_Verilen metin_

Tüm bu olasılıklar değerlendirildiğinde mirasçıların talep haklarını kullanırken mali sonuçları gözetmelidir. Ayrıca belirtilmesi gereken bir diğer husus da, bu olasılıkların murisin iş sözleşmesinin geçerli bir sebebe dayanılarak feshedildiği hallerde söz konusu olmasıdır. Zira eğer murisin iş sözleşmesi haklı nedenlere dayanılarak feshedilmişse ve mirasçılar da feshin haksız olduğunu iddiasında iseler, mirasçıların her durumda dava açmaları veya açılmış davaya devam etmeleri bir zorunluluktur.[9]



1.3.İleri sürülecek talepler



İş sözleşmesi feshedilen işçinin fesih bildiriminin tebliğinden itibaren bir ay içinde iş mahkemesinde açtığı davada ileri sürebileceği talepler;



o Feshin geçersizliğine karar verilmesi talebi

o İşe iade talebi

o Feshin geçersizliğine ve işçinin başvurusuna rağmen işe iade edilmeyen işçinin dört aydan sekiz aya kadar ücreti tutarında tazminat talebi (işe başlatmama tazminatı)

o Boşta geçen süreye ait ücret



Burada ileri sürülecek talepler konusunda tartışmalı olan bir soruya değinmek yerinde olacaktır: Feshin geçersizliği nedeniyle açılan davada kıdem ve ihbar tazminatı talep edilebilir mi?



Yargıtay bu konuda açık ve tutarlı biçimde bunun mümkün olmayacağı görüşünü benimsemekte ve kararlarında şöyle ifade etmektedir; “işçinin işe iade talebiyle birlikte iş sözleşmesinin feshinden doğan kıdem ve ihbar tazminatı ile ödenmemiş işçilik alacaklarını da talep etmesi halinde, işe iade dışında kalan talepler yönünden yargılama yapılmasının, işe iade davasının yasa koyucunun öngördüğü süre içinde seri yargılama usulüne göre görülüp sonuçlandırılmasına engel oluşturacağı, işe iade davası dışında kalan diğer hak ve alacaklar ile ilgili davaların ise sözlü yargılama usulüne tabi olduğu, bu nedenle böyle hallerde bu talepler açısından davanın ayrılarak yargılama yapılması gerektiğine karar vermiş bulunmaktadır. Yüksek Mahkeme’ye göre, işçinin açmış olduğu işe iade davasında ihbar ve kıdem tazminatlarının da talep edilmiş olması bir çelişki oluşturur. Bir taraftan feshin geçersizliği ile işe iade talep edilirken, diğer yandan feshin sonucuna bağlı olan tazminatların istenmesi doğru olmaz.”[10] Buna karşı olarak öğretide işe iade davasının yasal süresi içinde sonuçlandırılamayacağı ve işçinin iş sözleşmesi, ihbar sürelerine uyulmaksızın ve kıdem tazminatı ödenmeksizin feshedilmiş ve diğer koşullar da mevcut ise bu tazminatlara da hak kazanacağı görüşü mevcuttur. Ancak elbette buradan kişinin ihbar ve kıdem tazminatına hak kazanmayacağı çıkarılmamalıdır, yalnızca bu talepler feshin geçersizliği ve işe iade davasında ileri sürülemeyeceklerdir. Eğer işçi işten çıkarılırken ihbar ve kıdem tazminatı ödenmişse ve açılan dava sonucu feshin geçersizliğine ve işe iadeye karar verilirse artık bu aldıkları, dava sonucu alacağı boşta geçen ücret ve diğer alacaklardan mahsup edilebilir.

_Yapılacak çalışmalar_
a: İşe iade davasıyla ilgili metne göre aşağıdaki soruları yanıtlayın:
(i) Sözleşmesi feshedilen işçi, davasını fesih bildiriminin tebliğinden itibaren ne kadar süre içinde açar?
(ii) İşe başlatmama tazminatı kaç aylık ücret tutarındadır?
(iii) Yargıtay'a göre işe iade davası dışında kalan hak ve alacaklarla ilgili davalar hangi yargılama usulüne tabidir?
b: İşe iade davasındaki taleplerle ilgili metni, bıraktığı yerden devam ettirin.
Bu materyalin metinle bir bağlantısı yoktur.

_Listelenen materyal_
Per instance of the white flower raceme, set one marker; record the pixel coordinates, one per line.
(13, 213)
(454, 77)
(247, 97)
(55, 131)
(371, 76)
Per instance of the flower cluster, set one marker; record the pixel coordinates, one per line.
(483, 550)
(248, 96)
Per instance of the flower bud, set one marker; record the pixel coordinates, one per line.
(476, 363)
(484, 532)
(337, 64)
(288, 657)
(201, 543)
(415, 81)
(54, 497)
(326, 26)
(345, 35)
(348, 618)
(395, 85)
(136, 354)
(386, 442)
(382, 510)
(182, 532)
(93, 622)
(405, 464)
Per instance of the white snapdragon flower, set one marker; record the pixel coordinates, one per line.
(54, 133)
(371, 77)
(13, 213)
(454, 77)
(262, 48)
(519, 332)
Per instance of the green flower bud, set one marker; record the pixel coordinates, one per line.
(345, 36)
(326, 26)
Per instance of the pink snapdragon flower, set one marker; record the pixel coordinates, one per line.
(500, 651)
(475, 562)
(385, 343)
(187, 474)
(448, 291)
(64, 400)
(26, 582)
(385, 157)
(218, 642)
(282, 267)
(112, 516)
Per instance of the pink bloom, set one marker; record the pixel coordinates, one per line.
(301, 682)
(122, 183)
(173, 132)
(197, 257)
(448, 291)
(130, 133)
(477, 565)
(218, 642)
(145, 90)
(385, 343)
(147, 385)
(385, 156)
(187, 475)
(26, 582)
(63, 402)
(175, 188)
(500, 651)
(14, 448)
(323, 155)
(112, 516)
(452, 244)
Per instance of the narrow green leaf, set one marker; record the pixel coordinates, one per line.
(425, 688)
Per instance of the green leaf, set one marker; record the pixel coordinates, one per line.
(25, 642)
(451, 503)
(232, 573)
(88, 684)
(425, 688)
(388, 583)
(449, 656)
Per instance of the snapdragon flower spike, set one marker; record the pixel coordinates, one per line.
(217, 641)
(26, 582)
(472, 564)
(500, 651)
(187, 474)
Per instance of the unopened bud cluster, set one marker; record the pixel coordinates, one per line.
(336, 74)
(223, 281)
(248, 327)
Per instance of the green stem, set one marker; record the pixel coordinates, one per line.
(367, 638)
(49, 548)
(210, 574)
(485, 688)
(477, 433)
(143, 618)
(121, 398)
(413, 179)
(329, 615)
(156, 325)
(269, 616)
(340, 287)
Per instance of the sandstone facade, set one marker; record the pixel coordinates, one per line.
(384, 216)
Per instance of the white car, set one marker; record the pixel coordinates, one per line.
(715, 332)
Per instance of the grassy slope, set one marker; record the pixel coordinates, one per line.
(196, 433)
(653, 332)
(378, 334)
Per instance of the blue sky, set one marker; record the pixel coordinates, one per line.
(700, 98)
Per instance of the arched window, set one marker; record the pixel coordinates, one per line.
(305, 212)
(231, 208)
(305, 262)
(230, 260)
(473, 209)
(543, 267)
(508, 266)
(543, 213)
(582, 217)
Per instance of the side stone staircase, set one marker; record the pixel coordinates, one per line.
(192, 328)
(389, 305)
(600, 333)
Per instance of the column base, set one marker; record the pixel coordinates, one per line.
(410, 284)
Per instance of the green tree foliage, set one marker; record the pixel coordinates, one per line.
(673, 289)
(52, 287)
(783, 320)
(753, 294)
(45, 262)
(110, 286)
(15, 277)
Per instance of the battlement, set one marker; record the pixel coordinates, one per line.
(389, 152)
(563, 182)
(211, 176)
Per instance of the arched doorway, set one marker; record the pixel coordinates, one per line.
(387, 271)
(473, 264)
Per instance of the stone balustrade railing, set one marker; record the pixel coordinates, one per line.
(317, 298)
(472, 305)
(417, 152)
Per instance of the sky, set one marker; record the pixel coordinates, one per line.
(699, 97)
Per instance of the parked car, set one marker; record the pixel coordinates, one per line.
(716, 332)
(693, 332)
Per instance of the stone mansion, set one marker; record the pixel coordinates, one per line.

_Alıştırma yanıtları_
a:
(i) Bir ay içinde.
(ii) Dört aydan sekiz aya kadar ücret tutarındadır.
(iii) Sözlü yargılama usulüne tabidir.

b:
1.4.İspat yükü



İş Kanunu’nun 20. maddesinin ikinci fıkrasında “Feshin geçerli bir sebebe dayandığını ispat yükümlülüğü işverene aittir. İşçi, feshin başka bir nedene dayandığını iddia ettiği takdirde, bu iddiasını ispatla yükümlüdür” şeklinde ispat yükünü ikili olarak düzenleyen açık hükme rağmen doktrinde “Yargılama aşamasında ispat yükünün belli bir bütünlük oluşturduğu ve dolayısıyla bunun mutlak anlamda parçalara bölünüp öncelik sıralamasını belirlemenin olanaksız olduğu”[11] yönünde görüşler vardır. Bizce de yargılama aşamasında ispat yükünün değişen veriler neticesinde yer değiştirmesi sağlıklı görünmese de ve işçi aleyhine sonuçlar doğurabilecek nitelikte olsa da biz ispat yükünü kısa bu fıkradaki farklı durumlara göre değişen ispat yükü bağlamında değerlendireceğiz.



1.4.1. İşverenin feshin geçerli nedene dayandığını ispat yükümlülüğü



İşçi fesih bildiriminde neden gösterilmediği ya da gösterilen nedenin geçerli olmadığı iddiası ile açtığı davada, feshin geçerli bir nedene dayandığını veya bildirimin geçerli neden gösterilerek yapıldığını işveren ispat etmek zorundadır.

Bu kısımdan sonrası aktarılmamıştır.